▶ _YOUR INSTRUCTIONS_:
The data must be returned in full and exactly as given.

▶ _ENTRIES SUPPLIED_:
□ □ □ □ □
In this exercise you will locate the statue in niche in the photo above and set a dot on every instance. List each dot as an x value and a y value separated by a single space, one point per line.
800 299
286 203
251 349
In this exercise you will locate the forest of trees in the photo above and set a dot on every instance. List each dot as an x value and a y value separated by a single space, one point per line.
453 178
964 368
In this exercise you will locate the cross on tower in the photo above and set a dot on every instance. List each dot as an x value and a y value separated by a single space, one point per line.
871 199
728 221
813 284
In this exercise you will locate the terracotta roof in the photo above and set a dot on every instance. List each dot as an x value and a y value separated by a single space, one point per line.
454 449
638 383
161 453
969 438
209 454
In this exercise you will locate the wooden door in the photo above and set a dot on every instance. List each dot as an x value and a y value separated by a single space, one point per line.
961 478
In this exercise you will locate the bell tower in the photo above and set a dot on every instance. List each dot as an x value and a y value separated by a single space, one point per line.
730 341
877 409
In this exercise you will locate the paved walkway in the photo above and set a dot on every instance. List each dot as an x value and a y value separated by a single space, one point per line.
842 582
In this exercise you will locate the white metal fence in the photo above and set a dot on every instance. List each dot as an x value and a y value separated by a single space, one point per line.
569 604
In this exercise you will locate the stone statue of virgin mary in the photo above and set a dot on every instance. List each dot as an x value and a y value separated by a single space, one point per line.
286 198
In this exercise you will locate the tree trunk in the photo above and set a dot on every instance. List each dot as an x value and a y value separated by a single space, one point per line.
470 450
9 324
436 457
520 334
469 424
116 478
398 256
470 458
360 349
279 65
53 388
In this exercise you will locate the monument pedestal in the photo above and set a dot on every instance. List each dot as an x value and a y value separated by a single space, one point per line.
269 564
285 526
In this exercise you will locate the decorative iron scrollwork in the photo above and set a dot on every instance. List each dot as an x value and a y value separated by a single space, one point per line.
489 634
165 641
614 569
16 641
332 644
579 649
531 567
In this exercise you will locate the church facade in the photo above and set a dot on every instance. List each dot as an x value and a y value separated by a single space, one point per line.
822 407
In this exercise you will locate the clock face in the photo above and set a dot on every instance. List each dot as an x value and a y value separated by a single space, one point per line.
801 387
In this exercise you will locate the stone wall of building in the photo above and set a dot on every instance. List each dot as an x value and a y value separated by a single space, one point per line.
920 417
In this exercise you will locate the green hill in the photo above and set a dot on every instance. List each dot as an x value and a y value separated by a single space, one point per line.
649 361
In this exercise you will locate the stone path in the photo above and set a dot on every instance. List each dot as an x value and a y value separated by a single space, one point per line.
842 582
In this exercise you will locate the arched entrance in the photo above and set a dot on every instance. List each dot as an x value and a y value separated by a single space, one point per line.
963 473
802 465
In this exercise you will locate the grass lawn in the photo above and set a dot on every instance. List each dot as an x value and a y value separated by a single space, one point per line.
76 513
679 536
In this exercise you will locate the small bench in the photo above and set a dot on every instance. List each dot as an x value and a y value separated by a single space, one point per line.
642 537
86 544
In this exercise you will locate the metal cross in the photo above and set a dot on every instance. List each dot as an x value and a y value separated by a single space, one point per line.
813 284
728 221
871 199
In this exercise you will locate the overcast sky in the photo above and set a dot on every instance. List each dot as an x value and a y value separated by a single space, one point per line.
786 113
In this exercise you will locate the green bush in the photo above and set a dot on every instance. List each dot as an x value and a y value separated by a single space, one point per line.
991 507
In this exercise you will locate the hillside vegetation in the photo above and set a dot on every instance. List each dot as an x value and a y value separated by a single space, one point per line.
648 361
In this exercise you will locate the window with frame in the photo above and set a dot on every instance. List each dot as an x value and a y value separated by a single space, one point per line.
□ □ □ □ □
▶ _FINAL RESULT_:
In this exercise you will locate the statue in niche in the photo above and set a dot on every instance. List each dot as an x value and a y value separated by a single space, one point per line.
800 299
286 203
251 349
In this exercise you will locate the forest of trees in the photo above and set a dot on every instance. List each dot as an x value and a y value separated by a single space, one point per line.
453 178
964 368
In this exercise you will locate the cross on tower in the photo above and set a dot on every instance. List each dot as an x value and a y value separated by a single space, one point per line.
871 199
728 221
813 284
In this exercise you will locate the terracotta roof in the photo above and set a dot on every instance. List each dot as an x value and a y value separated by a single space, one point per line.
454 449
638 383
161 453
969 438
209 454
In this exercise you will locate the wooden door in the photo above and set a dot on every instance. List each dot as an x value and a y value separated by a single space, one point per line.
961 478
In this exercise you will locate the bell tower in the photo above and set a dot on every instance. List each dot as an x value and a y value separated by a single space, one point per line.
730 341
877 409
In this exercise you will locate the paved walkway in the photo above and set a dot on every instance. List each dot as an x value and a y value separated by a single space, one point per line.
842 582
In this exercise you will locate the white metal fence in the photo above and set a dot on every instance. List each dot as an x value and a y value separated by a single space, one point per line.
569 604
In this exercise you will locate the stone statue of virgin mary in the photo above and set a dot on every instance. List each dot as an x value and a y value separated by a single space, one point per line.
286 198
In this exercise you will locate the tree trunk in the photo above and set a dot on every instance. List each dot as an x value and a y value separated by a single space, one point per line.
470 450
9 324
436 457
520 334
469 424
116 478
398 256
470 458
360 349
279 65
53 388
In this exercise you will locate the monument pedestal in the photo above and set a dot on every instance. List each dot as an x value and a y value separated by a single space, one point per line.
269 564
285 526
In this exercise you will locate the decorative iron scrollwork in the photo above and set a dot on every instance. List each dot as an x value and a y value separated by a single space, one point per line.
489 634
165 641
614 569
16 641
332 644
579 649
531 567
In this exercise you will locate the church facade in the photo above and set a dot on every instance. List each dot as an x value and a y value separated by a single space, one point per line.
822 407
In this exercise you will locate the clock face in the photo above and set a dot on every instance. List each dot as an x value and a y value separated by a single space, one point per line.
801 387
In this exercise you will locate the stone wall of building in the photo above and set a dot on every instance. List each dot as an x value and a y value separated by a single space, one point per line.
920 417
In this exercise you will locate the green hill in the photo above and set a dot on every instance. List each dot as an x value and a y value separated by a single space, one point per line.
649 361
In this exercise you will locate the stone path in the photo above and set a dot on every instance. List each dot as an x value and a y value separated by a single space, one point per line.
842 582
In this exercise you will locate the arched entrance in the photo above and set a dot on every instance. List each dot as an x value and a y value separated by a single space, one point per line.
963 473
802 465
In this exercise you will locate the grass lawn in the photo above and set a dot on every instance. List each dot as an x value and a y value separated by a single space, one point per line.
76 513
679 536
In this exercise you will locate the small bench in the photo above and set a dot on every instance. List each dot as an x value and a y value separated by a single space, one point per line.
642 537
86 544
In this exercise you will locate the metal cross in the photo above and set a dot on every instance. List each dot as an x value and a y value separated by a single space, one point per line.
813 284
728 221
871 199
In this exercise you will locate the overcast sky in the photo above and set a dot on every instance. List each dot as an x value and a y value separated by a single space, one point per line.
786 113
In this exercise you will locate the green bush in the photo above and set a dot on every instance. List each dot as an x value and a y value separated by a single space, one point per line.
991 507
In this exercise you will locate the hillside vegetation in the photo above and set a dot on every instance. List each dot as an x value and a y value separated by a single space, one point per line.
648 361
In this exercise you will locate the window with frame in the photo above and set a dot on every instance. List each dot as an x value and a y value separated by a single space, one point per line.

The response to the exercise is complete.